- **TEXTABSCHNITT**:
Heißt aber auch: Auch wenn der Abbruch bis zur 12. SSW straffrei bleibt, ist er trotzdem illegal – und die Frau macht sich strafbar. Eine Reform dieser Regelung, die Abtreibungen legalisieren sollte, blockierte Merz mit seiner CDU – und nimmt damit Frauen die selbstbestimmte Entscheidung. Genau die würde ich mir für meine Tochter und alle anderen Frauen wirklich dringend wünschen.
3. Gleichberechtigung ist kein Thema mehr
Das kommt wahrscheinlich unerwartet, oder? Ist aber genau so gemeint! Ich wünsche mir, dass Gleichberechtigung für meine Tochter irgendwann kein Thema mehr ist – sondern selbstverständlich! Dass wir nicht mehr darüber sprechen müssen, dass Männer und Frauen in den gleichen Jobs auch das gleiche Geld verdienen sollten. Dass Frauenquoten kein Thema mehr sind und Papas in Elternzeit keine Ausnahme.
Und keinen Kanzler, der sich hinstellt und sagt, Frauen seien „nicht so selbstbewusst wie Männer – und mit Ministerposten täte man ihnen keinen Gefallen”.
Übrigens: Der Frauenanteil in der Union liegt bei der CDU bei ca. 22,6 %, bei der CSU sind es ungefähr 25 %. Zum Vergleich: In der gesamten Bundesregierung liegt er bei rund 47 %. Merken Sie vielleicht selbst, Herr Merz, oder?

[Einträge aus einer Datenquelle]

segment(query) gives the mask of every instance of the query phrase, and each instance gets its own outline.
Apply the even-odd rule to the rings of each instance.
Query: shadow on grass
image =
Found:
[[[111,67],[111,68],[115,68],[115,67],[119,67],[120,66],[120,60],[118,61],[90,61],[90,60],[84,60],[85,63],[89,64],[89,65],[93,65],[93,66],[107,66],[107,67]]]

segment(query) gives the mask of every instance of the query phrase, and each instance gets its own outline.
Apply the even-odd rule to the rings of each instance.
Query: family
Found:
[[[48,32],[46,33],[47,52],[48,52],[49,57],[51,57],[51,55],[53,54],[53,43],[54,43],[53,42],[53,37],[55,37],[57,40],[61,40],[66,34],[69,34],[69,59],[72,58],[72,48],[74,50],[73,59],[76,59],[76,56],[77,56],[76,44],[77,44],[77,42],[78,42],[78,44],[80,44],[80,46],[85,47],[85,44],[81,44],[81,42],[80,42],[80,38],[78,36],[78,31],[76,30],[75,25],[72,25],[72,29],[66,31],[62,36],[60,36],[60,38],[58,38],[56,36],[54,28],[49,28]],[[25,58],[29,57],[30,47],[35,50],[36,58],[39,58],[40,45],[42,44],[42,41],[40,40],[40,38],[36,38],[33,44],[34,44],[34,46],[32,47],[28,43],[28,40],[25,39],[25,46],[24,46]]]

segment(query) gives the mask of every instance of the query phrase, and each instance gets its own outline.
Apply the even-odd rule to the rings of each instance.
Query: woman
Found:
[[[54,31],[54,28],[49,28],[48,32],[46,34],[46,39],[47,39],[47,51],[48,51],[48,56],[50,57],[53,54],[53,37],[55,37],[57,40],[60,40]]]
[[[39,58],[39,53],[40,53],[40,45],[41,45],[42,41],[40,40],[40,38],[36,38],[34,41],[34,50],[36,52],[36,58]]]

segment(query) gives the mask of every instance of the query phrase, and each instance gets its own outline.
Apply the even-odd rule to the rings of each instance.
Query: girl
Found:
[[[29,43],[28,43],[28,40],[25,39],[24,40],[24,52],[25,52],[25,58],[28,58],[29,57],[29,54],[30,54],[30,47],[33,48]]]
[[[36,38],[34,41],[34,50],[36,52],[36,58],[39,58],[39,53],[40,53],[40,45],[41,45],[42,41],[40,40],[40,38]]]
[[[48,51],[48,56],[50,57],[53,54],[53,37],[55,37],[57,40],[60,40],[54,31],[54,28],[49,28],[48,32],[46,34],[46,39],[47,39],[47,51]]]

- **AUFGABENZIEL**:
Prüfe, ob die folgenden Aussagen mit dem Textabschnitt übereinstimmen, und belege jedes Ja oder Nein mit einem wörtlichen Zitat der entscheidenden Stelle.
1. Laut Textabschnitt ist ein Schwangerschaftsabbruch bis zur 12. SSW legal.
2. Der Frauenanteil in der gesamten Bundesregierung liegt bei rund 47 %.
3. Der Textabschnitt äußert den Wunsch, dass Papas in Elternzeit keine Ausnahme mehr sind.

- **FERTIGE LÖSUNG**:
1. Nein – „Auch wenn der Abbruch bis zur 12. SSW straffrei bleibt, ist er trotzdem illegal“
2. Ja – „In der gesamten Bundesregierung liegt er bei rund 47 %.“
3. Ja – „Papas in Elternzeit keine Ausnahme“